# Passage to read:
_ _ _ _ _

20 February 2013


Now that Paul and I are nearing the end of his contract and are faced with the possibility that we may leave Singapore, my brain has gone into, “what do I still need to post about?” mode. I have a couple touristy things left on my “eventually” list, so I will have to get to those in the next few weeks. 

One of my biggest concerns about potentially moving and potentially living in Papua New Guinea (yeah, we’ll talk about that later) is definitely health care. In a place ranked in the bottom 5 percent of the worst places to live, I wonder what the health care will be like in the capital city where we may reside. (For the record, the capital city is not as awful as some may think, according to the expats who actually live there.)

I see my Singapore doctor all the time. We could be friends. At least that’s what Nicola and I both think. Our doctor is part of the Pacific Healthcare medical group. The offices are located in the Paragon building at Orchard, just across the street from their affiliated hospital, Mount Elizabeth. There are a million things that I like about Pacific Healthcare but what I like most is that ability to call any doctor in the system – they have general practitioners, specialists, dentists, labs, everything – and get an appointment, usually on the same day and definitely within 24 hours – without a referral. Amazing. And unheard of in America.

Our favorite doctor (code for Dr. Tan See Lin, our general practitioner) is Singaporean from Penang, Malaysia. She has taught me more about health care and my own body than any science, biology or anatomy class I ever took – even in college. She has her own sense of style, typically wearing fancy dresses, sparkly jewelry, maybe a headband and always a dressed up pair of shoes. She is hilarious, sarcastic and informative at the same time. She teaches. We learn.

So for anyone out there who thinks they need to see a white doctor who graduated from a familiar university is their own country, forget that theory. Singaporean doctors are amazing.

Paul and I had to see the doctor today because we have just been approved for Singapore permanent residency (yay!). In order to exchange our green card for a blue one, we needed to get HIV and tuberculosis tests. Paul hates needles and people taking his blood, so he decided that if he was coming in to get these tests done, he may as well get his whole self checked.

Since we just needed chest X-rays and blood taken, I was surprised when the receptionist asked me to head back to the doctor’s office. When Paul sat down, it made sense.

”Your wife I know, so I don’t need to know anything for this paperwork. But you, you I do not know.”

_ _ _ _ _

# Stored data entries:
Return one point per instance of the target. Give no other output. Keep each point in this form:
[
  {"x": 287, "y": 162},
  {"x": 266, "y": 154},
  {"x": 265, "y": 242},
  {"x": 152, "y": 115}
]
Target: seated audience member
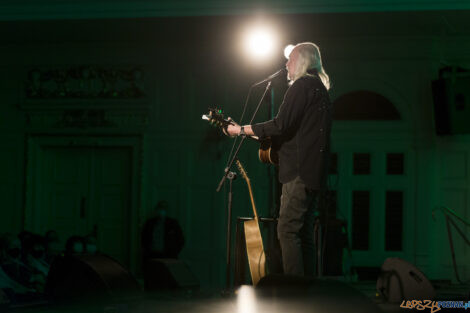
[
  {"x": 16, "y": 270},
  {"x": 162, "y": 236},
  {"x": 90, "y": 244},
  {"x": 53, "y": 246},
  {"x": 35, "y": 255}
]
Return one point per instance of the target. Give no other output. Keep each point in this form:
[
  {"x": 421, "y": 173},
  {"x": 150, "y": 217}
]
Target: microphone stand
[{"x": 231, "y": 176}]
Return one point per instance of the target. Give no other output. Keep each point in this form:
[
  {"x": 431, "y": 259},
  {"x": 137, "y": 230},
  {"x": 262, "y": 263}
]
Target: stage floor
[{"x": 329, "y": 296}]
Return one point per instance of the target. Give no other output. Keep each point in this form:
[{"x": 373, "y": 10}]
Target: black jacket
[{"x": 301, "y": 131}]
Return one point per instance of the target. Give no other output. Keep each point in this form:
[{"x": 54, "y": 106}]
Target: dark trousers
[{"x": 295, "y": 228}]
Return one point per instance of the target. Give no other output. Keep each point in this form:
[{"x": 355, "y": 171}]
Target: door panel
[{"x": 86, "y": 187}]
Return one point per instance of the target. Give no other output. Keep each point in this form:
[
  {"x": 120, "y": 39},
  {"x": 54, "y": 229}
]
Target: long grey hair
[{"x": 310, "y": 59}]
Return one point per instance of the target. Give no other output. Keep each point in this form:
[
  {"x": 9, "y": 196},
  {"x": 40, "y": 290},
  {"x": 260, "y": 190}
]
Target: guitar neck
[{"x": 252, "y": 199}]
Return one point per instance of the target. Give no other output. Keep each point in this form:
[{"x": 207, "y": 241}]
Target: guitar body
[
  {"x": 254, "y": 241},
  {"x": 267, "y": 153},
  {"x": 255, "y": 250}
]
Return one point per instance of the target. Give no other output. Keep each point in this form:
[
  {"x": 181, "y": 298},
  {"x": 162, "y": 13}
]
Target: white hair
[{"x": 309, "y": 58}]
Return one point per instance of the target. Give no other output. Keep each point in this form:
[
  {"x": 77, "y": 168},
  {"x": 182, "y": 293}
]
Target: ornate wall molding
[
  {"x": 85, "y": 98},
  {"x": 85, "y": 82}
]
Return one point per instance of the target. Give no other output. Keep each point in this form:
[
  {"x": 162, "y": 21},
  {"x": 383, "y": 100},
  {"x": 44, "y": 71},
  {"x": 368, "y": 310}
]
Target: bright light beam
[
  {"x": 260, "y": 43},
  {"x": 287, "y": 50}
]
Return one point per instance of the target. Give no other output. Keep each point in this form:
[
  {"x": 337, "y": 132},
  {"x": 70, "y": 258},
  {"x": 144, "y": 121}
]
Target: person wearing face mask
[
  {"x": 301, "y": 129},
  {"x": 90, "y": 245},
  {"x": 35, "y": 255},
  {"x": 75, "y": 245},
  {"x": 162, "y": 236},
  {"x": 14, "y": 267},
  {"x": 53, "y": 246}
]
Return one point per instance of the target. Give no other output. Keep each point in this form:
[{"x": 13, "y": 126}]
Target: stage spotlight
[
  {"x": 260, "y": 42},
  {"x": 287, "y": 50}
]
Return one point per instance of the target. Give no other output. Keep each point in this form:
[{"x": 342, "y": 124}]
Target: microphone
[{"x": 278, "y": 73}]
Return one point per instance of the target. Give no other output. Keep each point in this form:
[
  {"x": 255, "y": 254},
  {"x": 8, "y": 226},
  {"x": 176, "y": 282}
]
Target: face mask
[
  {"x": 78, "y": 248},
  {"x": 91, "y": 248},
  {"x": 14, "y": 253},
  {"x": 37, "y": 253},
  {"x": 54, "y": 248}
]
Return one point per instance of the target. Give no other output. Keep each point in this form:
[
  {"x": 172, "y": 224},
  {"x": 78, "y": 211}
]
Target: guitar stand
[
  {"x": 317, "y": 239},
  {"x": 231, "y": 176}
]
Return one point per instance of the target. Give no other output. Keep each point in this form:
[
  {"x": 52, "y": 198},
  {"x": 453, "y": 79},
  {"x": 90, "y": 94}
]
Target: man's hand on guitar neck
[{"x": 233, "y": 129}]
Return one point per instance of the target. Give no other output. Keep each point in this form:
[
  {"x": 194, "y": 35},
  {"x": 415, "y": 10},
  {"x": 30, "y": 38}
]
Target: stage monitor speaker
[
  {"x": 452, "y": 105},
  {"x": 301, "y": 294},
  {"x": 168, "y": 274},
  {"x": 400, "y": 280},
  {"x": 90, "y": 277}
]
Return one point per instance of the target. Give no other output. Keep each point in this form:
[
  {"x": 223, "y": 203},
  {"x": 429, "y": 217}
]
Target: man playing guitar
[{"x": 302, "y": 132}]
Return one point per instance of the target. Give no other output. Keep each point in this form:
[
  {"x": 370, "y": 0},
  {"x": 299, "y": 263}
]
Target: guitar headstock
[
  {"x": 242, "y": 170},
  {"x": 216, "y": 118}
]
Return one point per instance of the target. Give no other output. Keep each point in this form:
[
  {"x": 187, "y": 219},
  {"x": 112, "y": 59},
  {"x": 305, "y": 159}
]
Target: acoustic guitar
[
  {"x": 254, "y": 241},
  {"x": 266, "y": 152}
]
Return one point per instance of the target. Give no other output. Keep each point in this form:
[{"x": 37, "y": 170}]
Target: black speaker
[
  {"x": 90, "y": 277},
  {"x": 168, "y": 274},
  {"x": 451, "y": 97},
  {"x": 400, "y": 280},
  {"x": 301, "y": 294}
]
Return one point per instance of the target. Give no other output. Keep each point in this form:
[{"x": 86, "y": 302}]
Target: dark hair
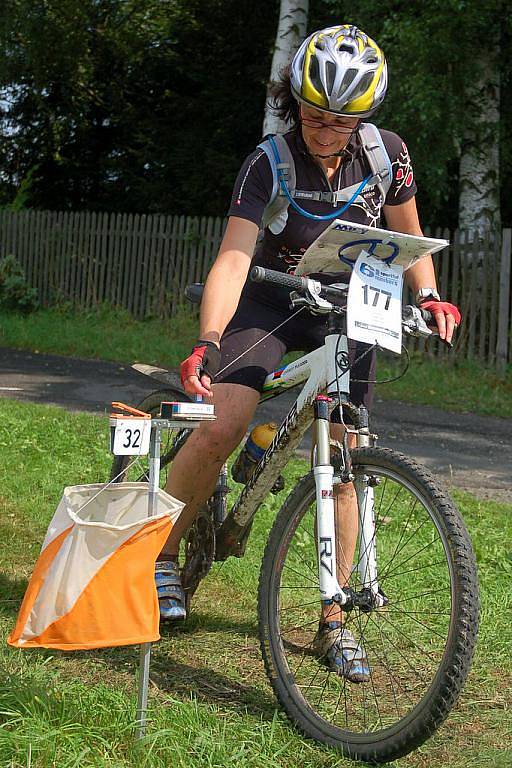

_ _ _ _ _

# Tasks:
1. In the health care post, swap "receptionist" for "nurse" and write out the passage starting with "Since we just" and going on through "it made sense.".
2. According to the health care post, which tests did Paul and the writer need in order to exchange their green card for a blue one?
3. Write what follows next in the post about health care in Singapore, picking up after its final line.
The listing above was taken from a different source than the text.

# Responses by task:
1.
Since we just needed chest X-rays and blood taken, I was surprised when the nurse asked me to head back to the doctor’s office. When Paul sat down, it made sense.

2. HIV and tuberculosis tests.

3.
”Yeah, he only goes to the doctor every five years,” I said.

”I’m fine!” he pleaded. “I’m healthy!”

”You are the worst kind of patient,” the doctor told him. “Because when you get sick, it will stress you out because you are never sick. And then, it will take forever for you to feel better.”

He went through the family history, asked all the questions he had and we were on our way. Two chest X-rays, two HIV test and a full blood panel ran $511 that will later be reimbursed by our insurance provider. The health screening was more than half the cost, so I perceive health care to be relatively cheap. Who gets an X-ray and a blood test for $85 in America?

There were a couple things that I had to get used to but now I don’t want anything to change. I remember the first time I called to make an appointment. I needed to see the doctor and the woman on the phone asked when I wanted to come in. Typically, I was told the first available appointment, so this was new to me. “Want to come now?” she asked? Uh….really? Same. Day. Appointments.

When I am sick or have an issue that requires medication, do I need to find a pharmacy? No. Do I need to go to the grocery? No. Where do I go? The front desk. Say what? That’s right, the same woman who answers the phone, schedules my appointments, greets me when I arrive, escorts me into the doctor’s office, takes my blood, height and weight and settles my bill is the same woman who dispenses my drugs – in a plastic bag.

Now, the one issue I had with the plastic bag was the elimination of the FDA paperwork telling me all about my drug, possible side effects, drug warnings, whether I should eat or not, etc. This time I was handed a tiny, clear zip-lock with a label stating my name and the drug name. That was it.

”Do I need to take this on an empty stomach,” I asked.

”No, no need,” she replied.

”The last time I was on something similar, I wasn’t allowed to eat for a three-hour period.”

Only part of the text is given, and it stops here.